DOCUMENT EXCERPT:
-- Start --
The move has generated varying responses from the U.S. solar industry. Manufacturers largely support the tariff as a way to increase domestic business, while installers see it as a threat to the $28 billion industry that depends on foreign-made parts for about 80 percent of its supply.
“While tariffs in this case will not create adequate cell or module manufacturing to meet U.S. demand, or keep foreign-owned Suniva and SolarWorld afloat, they will create a crisis in a part of our economy that has been thriving, which will ultimately cost tens of thousands of hard-working, blue-collar Americans their jobs,” said Abigail Ross Hopper, president & CEO of the Solar Energy Industries Association (SEIA), in a prepared statement. SEIA estimates the decision will cause the loss of some 23,000 American jobs in 2018, many of them in manufacturing.
“There’s no doubt this decision will hurt U.S. manufacturing, not help it,” added Bill Vietas, president of RBI Solar in Cincinnati. He argues that while the U.S. solar manufacturing sector has grown during the industry’s recent surge, “Government tariffs will increase the cost of solar and depress demand, which will reduce the orders we’re getting and cost manufacturing workers their jobs.”
-- End --
(Rows from a pointing dataset)
-- Start --
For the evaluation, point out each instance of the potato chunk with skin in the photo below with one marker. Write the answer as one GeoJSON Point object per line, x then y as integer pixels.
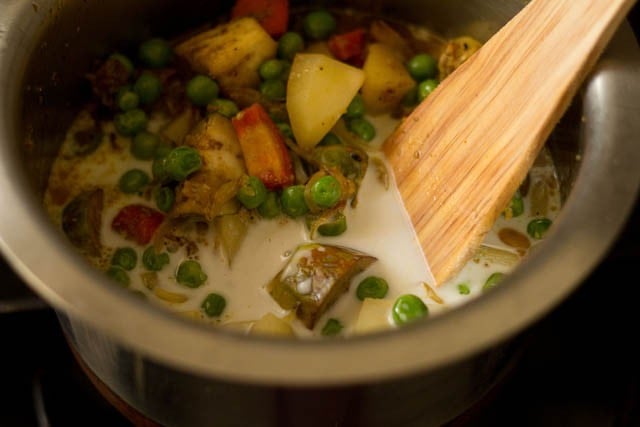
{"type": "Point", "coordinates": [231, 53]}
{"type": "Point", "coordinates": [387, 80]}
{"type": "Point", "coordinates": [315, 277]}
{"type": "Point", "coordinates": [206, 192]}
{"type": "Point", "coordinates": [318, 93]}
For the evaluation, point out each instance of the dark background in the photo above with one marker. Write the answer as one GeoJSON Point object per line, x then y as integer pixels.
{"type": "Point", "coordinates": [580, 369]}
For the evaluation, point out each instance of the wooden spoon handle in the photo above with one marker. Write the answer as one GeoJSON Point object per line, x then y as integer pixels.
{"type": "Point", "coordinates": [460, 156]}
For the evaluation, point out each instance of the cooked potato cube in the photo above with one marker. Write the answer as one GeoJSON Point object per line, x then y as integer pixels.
-- End --
-- Start --
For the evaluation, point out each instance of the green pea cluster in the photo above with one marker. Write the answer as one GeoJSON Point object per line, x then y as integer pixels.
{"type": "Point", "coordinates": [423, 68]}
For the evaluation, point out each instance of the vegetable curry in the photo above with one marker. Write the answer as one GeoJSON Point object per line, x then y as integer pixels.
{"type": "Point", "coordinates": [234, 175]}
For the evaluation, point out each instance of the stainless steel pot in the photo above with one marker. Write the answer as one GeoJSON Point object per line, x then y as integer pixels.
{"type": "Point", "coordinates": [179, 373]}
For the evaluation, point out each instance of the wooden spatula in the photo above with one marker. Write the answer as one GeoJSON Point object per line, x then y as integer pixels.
-- End --
-- Start --
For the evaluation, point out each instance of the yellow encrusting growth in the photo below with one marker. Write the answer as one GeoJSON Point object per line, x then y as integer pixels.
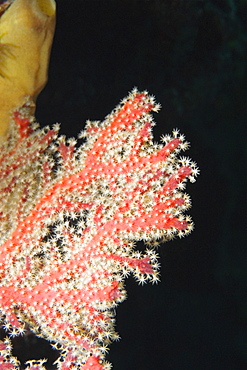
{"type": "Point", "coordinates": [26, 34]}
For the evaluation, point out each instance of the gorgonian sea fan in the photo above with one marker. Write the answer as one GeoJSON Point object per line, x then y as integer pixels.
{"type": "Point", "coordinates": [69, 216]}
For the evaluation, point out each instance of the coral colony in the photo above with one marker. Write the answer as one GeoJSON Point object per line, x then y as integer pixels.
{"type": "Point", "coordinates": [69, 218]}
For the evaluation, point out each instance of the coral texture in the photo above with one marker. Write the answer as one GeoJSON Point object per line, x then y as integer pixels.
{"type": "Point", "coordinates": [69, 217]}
-- End --
DESCRIPTION OF THE TASK: Can you write what comes next in the excerpt above about the U.S. solar tariff, following on from its last sentence?

THE REPLY:
Other observers offer a contrasting view. “We have been anticipating the potential tariffs for several months and are already positioned to continue our aggressive growth plans. The market is behind renewables, and that momentum will only continue to grow,” said John Billingsley, chairman & CEO of Dallas-based Sunfinity Solar, in a prepared statement. The firm supported House Bill 199, which opposes Texas electric utilities’ intention to charge higher rates to residential customers with solar systems. Billingsley said he that believes Trump’s announcement is “not a game changer” because solar power is clean, renewable and cost-competitive with traditional sources, even after the new tariffs.
GTM Research issued a revised forecast that estimates the U.S. solar market will see a net reduction in installations of around 11 percent as a result of the new tariffs, which means a cumulative 61.3 gigawatts of solar deployed over the next five years compared to an original projection of 68.9 gigawatts.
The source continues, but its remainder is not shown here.